= SUPPLIED RECORDS =
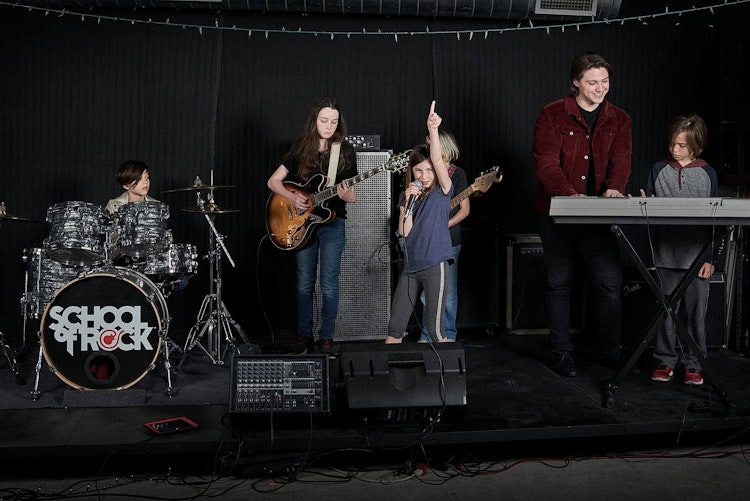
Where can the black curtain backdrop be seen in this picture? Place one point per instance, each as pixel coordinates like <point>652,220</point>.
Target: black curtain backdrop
<point>79,96</point>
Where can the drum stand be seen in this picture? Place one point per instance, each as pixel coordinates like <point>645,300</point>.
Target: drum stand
<point>214,320</point>
<point>10,356</point>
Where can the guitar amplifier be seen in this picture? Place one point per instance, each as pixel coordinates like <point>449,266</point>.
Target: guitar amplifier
<point>365,293</point>
<point>525,285</point>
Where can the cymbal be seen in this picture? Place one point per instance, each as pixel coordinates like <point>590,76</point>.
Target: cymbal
<point>199,186</point>
<point>10,217</point>
<point>210,209</point>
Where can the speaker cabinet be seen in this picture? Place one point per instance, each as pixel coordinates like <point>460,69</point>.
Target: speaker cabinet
<point>397,383</point>
<point>524,288</point>
<point>365,282</point>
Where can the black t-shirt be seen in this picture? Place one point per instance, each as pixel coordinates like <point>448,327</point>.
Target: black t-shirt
<point>316,183</point>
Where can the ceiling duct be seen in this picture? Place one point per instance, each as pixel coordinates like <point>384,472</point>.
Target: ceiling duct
<point>566,7</point>
<point>480,9</point>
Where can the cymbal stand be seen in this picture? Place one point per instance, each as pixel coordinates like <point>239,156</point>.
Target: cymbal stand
<point>10,355</point>
<point>214,320</point>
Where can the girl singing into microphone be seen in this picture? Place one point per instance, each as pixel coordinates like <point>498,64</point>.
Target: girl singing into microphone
<point>427,241</point>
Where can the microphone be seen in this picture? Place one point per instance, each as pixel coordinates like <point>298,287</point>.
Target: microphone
<point>413,199</point>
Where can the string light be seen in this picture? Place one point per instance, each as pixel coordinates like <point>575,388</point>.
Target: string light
<point>643,19</point>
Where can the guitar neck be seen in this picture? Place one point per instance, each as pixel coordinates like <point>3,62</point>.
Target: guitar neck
<point>455,201</point>
<point>330,192</point>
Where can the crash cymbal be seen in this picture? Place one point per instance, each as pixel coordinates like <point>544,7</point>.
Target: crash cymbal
<point>209,209</point>
<point>200,187</point>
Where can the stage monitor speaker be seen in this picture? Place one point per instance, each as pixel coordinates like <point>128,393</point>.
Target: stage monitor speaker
<point>283,384</point>
<point>365,283</point>
<point>397,383</point>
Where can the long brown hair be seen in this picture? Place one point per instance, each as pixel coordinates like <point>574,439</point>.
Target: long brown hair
<point>305,148</point>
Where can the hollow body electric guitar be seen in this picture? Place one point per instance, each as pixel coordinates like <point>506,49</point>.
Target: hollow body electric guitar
<point>480,184</point>
<point>289,228</point>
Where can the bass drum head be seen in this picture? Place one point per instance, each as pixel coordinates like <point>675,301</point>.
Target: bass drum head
<point>103,331</point>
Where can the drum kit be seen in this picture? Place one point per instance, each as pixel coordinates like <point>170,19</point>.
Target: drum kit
<point>99,284</point>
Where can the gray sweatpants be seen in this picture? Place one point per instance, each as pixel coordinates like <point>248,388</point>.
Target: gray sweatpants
<point>434,282</point>
<point>667,349</point>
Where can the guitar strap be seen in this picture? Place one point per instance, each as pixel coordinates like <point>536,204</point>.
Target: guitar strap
<point>333,163</point>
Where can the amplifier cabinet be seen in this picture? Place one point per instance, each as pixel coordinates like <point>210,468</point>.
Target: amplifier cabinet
<point>525,285</point>
<point>365,282</point>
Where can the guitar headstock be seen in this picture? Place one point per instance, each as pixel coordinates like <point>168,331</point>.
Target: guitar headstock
<point>398,163</point>
<point>486,178</point>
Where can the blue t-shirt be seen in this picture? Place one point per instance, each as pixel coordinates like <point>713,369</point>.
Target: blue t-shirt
<point>429,241</point>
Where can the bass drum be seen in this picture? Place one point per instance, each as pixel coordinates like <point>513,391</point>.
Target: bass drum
<point>103,331</point>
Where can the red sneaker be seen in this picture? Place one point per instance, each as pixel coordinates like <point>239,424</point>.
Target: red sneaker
<point>693,377</point>
<point>663,373</point>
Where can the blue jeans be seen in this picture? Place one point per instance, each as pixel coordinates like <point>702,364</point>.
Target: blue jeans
<point>601,257</point>
<point>451,301</point>
<point>328,242</point>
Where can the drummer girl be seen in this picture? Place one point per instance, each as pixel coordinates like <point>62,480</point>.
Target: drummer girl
<point>134,178</point>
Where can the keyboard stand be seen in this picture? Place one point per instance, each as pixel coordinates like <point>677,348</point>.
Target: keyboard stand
<point>668,305</point>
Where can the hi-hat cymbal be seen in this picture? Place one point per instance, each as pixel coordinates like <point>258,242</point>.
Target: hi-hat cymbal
<point>200,187</point>
<point>210,209</point>
<point>10,217</point>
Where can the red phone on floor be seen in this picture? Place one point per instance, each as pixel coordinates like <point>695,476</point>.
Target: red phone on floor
<point>171,425</point>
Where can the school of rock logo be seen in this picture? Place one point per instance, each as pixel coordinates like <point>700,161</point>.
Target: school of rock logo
<point>105,328</point>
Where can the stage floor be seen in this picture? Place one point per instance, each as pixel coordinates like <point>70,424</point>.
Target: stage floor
<point>512,396</point>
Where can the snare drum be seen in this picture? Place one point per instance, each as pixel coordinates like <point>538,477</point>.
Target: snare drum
<point>104,330</point>
<point>142,228</point>
<point>76,233</point>
<point>180,261</point>
<point>44,277</point>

= PROBLEM TO SOLVE =
Put the lines of the records into a numbered list. Begin at the line that has "Where can the black t-shirt", stop after the line that has "<point>413,199</point>", and leave out any blank lines.

= PROBLEM SOLUTION =
1. Where can the black t-shirt be seen in this picture? Place one point per instance, each as pixel coordinates like <point>448,327</point>.
2. Target: black t-shirt
3. <point>316,183</point>
4. Where can the ceiling duct be seen in this picture? Place one point per instance, each as pixel coordinates like <point>384,472</point>.
5. Target: ceiling duct
6. <point>566,7</point>
7. <point>480,9</point>
8. Where can the cymbal stand be seen in this picture? Place one point per instance, each as pixel coordinates like <point>239,156</point>.
9. Target: cymbal stand
10. <point>10,355</point>
11. <point>214,320</point>
12. Where can the girl singing into microphone be seen in this picture? Place one point per instance, each as pixel coordinates like <point>498,64</point>.
13. Target: girl singing into microphone
14. <point>427,241</point>
15. Where can the microphone be seen in this picture? Place one point per instance, each as pixel coordinates like <point>298,287</point>.
16. Target: microphone
17. <point>413,199</point>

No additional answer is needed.